*** PROVIDED TEXT ***

Birmingham Crown Court heard yesterday how Kailash Chander, 77 years old at the time, had been working on average 72 hours each week in the month before the crash.
The incident happened on a Saturday afternoon when Mr Chander drove a double-decker bus into Coventry City Centre.
He lost control of the bus as he accelerated away from a stop, driving through groups of pedestrians before crashing into the front of the Sainsbury’s store.
Two people were killed: a 76-year-old pedestrian, Dora Hancox and seven year old passenger on the bus, Rowan Fitzgerald. Two other passengers suffered serious injuries.
There was no prior mechanical defect and the investigation showed that the accident was due to gross driver error, the court heard.
Andrew Thomas QC prosecuting explained on his website the facts of the case which was sentenced 27 November.
He said that Kailash Chander’s standard of driving had ‘deteriorated over a number of years’. “He had been involved in several ‘blameworthy’ collisions and had been the subject of a number of complaints. Despite his age, he was regularly working in excess of 50 hours per week,” he wrote.
“Mr Chander and his employer were warned that he should reduce his hours because fatigue was contributing to his poor driving.”
Both Midland Red and Mr Chander ignored the warnings and his hours were increased, so that he worked on an average of 72 hours each week before the crash and he frequently worked a whole week without a day off.
There were numerous complaints from passengers that they thought his driving was unsafe. A warning from a manager that the company should consider not using Mr Chander to drive was not acted upon.
Midland Red was fined for breaching Sections 2 and 3 of the Health and Safety at Work Act 1974. “Over a period of six months, they had failed to act on warnings that their driver was unsafe and had allowed him to work excessive hours,” summarised Mr Thomas.
Midland Red was a large company under the sentencing guidelines. His Honour Justice Farrer QC found that there had been a high risk of death or serious injury and that the company’s culpability was high.
The company generally had a responsible attitude to health and safety, but serious failings had occurred at the level of depot management. The deaths and injuries were aggravating features, as were the large numbers of people put at risk. The Judge determined that a fine of £3.5 million was appropriate, but gave one third credit for the company’s early guilty plea.
Chander, who now suffers from dementia, was also charged with two counts of causing death by dangerous driving and two charges of causing serious injury by dangerous driving, however he was found unfit to stand trial on medical grounds.
He was given a two-year supervision order under the Insanity Act which means he must receive supervised care for a number of medical conditions.
West Midlands Police added in their statement that 35-year-old member of the public, Tiel Porlock, who alerted pedestrians to the oncoming bus, ushering them out of the way and running to give help, was awarded £250 in recognition of his actions.

*** End of PROVIDED TEXT ***

TO DO:
a) According to the report on the Coventry bus crash, how much was Tiel Porlock awarded for his actions?
b) Quote the report on the Coventry bus crash word for word, from "Midland Red was a" up to and including "early guilty plea.".

*** RECORDS SHOWN ***

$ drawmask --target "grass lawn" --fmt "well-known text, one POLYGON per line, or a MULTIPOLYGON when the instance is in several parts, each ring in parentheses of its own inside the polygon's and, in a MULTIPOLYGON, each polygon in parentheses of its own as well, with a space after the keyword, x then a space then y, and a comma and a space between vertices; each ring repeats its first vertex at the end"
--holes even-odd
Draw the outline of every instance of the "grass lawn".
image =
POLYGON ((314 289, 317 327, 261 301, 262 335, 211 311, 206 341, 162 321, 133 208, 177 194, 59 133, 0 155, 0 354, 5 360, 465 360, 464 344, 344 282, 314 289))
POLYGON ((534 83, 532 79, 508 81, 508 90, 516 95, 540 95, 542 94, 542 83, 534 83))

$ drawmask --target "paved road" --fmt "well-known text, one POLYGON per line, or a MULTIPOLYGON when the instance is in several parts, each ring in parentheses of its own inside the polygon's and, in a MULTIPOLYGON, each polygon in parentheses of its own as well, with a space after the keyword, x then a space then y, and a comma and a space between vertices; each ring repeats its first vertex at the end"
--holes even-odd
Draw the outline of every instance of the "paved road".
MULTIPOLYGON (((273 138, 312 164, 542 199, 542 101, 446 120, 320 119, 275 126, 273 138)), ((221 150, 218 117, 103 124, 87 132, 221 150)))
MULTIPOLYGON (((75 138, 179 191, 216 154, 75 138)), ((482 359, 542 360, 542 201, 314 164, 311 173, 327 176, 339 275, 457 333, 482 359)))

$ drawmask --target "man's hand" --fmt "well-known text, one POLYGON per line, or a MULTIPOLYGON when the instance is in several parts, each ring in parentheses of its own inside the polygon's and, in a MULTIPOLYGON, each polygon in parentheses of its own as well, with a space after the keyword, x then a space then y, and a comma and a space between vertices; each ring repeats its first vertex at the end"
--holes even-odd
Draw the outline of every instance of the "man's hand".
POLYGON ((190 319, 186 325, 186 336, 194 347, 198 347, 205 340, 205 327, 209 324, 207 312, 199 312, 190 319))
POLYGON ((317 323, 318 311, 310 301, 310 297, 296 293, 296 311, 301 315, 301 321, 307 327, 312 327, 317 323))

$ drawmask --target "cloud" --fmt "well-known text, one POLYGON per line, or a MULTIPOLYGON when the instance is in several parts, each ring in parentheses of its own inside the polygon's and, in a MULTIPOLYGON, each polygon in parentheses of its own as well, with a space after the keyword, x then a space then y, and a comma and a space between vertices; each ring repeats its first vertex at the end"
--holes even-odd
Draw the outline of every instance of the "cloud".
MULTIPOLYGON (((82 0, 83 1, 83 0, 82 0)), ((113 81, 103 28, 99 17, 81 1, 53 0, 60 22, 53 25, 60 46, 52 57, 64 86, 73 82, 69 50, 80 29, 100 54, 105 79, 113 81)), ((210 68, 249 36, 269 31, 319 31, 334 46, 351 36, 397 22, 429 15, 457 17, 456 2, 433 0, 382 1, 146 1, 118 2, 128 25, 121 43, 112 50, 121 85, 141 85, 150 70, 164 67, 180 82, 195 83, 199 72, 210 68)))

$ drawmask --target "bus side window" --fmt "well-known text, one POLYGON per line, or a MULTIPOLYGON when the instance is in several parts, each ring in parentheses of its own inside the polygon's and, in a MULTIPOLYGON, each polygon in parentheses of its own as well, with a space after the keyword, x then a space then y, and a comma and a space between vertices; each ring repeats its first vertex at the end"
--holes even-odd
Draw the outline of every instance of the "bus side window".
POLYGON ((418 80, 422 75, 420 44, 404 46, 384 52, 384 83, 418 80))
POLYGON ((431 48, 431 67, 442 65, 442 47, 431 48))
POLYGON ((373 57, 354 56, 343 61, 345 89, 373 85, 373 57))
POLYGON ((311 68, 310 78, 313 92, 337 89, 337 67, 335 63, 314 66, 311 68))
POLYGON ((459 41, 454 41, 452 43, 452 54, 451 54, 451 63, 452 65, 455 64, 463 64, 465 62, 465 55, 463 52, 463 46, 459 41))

*** End of RECORDS SHOWN ***

ANSWERS FOR EACH ITEM:
a) £250

b)
Midland Red was a large company under the sentencing guidelines. His Honour Justice Farrer QC found that there had been a high risk of death or serious injury and that the company’s culpability was high.
The company generally had a responsible attitude to health and safety, but serious failings had occurred at the level of depot management. The deaths and injuries were aggravating features, as were the large numbers of people put at risk. The Judge determined that a fine of £3.5 million was appropriate, but gave one third credit for the company’s early guilty plea.